Exercise details
Write out the entries, please, from the line containing "the truck rear" through their final line, exactly and with nothing else.

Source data
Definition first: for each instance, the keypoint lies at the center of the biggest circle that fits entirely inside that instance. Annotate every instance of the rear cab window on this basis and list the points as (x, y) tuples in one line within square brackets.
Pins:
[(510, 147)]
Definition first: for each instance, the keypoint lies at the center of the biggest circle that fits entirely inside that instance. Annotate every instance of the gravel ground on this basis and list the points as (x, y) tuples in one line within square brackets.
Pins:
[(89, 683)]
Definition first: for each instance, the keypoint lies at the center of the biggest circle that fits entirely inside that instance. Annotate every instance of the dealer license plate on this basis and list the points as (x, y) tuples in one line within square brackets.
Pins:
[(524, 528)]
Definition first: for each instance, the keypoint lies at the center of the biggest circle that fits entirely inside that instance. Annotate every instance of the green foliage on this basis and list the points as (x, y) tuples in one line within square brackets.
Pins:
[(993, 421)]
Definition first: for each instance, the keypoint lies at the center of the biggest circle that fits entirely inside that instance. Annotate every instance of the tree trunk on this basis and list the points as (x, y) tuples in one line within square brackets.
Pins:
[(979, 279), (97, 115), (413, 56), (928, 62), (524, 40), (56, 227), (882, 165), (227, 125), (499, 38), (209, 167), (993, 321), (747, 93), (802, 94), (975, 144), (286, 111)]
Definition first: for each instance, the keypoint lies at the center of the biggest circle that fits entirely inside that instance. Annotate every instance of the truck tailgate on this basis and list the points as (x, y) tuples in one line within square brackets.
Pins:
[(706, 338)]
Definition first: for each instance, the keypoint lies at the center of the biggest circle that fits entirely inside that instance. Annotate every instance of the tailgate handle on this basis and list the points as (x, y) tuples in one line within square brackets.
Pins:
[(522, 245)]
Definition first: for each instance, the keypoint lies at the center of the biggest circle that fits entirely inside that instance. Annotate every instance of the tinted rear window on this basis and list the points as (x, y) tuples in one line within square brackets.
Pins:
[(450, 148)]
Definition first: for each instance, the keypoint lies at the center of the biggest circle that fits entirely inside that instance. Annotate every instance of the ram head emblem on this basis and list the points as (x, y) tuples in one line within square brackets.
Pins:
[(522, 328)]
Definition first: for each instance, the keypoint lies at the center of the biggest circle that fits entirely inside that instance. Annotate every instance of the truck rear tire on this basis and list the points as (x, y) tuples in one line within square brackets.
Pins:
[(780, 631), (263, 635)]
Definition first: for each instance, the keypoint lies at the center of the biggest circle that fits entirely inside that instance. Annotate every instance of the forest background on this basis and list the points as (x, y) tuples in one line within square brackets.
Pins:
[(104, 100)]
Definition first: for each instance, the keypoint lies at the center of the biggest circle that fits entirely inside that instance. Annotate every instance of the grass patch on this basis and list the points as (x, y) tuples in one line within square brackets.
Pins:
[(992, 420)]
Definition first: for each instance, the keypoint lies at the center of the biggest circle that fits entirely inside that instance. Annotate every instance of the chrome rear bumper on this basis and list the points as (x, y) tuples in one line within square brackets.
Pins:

The solution
Definition first: for each instance, the keypoint lies at the center of the biggest circle that fits entirely inside that instance. Annotate every instance of the truck rear tire on this basis and list the points as (x, y) tuples in one line within square brackets.
Pins:
[(780, 631), (263, 635)]
Definition first: for each instance, the keypoint lies at the center of the biggest circle that fits entirely inside that instance. Annotate every instance of the forest background on this basis and list the points as (x, y) tuples in one line within square brackets.
Pins:
[(104, 100)]
Definition first: for each instance, the keypoint lies at the center of the biggest circle that fits entirely inside that instance. Annotate every instance of the grass patch on this basis and list the points as (x, y) tuples in one line within square brackets.
Pins:
[(992, 420)]
Definition first: for each instance, the keypoint lies at the center of the biggest circle that fits entirely inside that instance. Annotate every instance of the chrome rear bumper on this basis and list the points as (x, y) tuples in one line within square brackets.
Pins:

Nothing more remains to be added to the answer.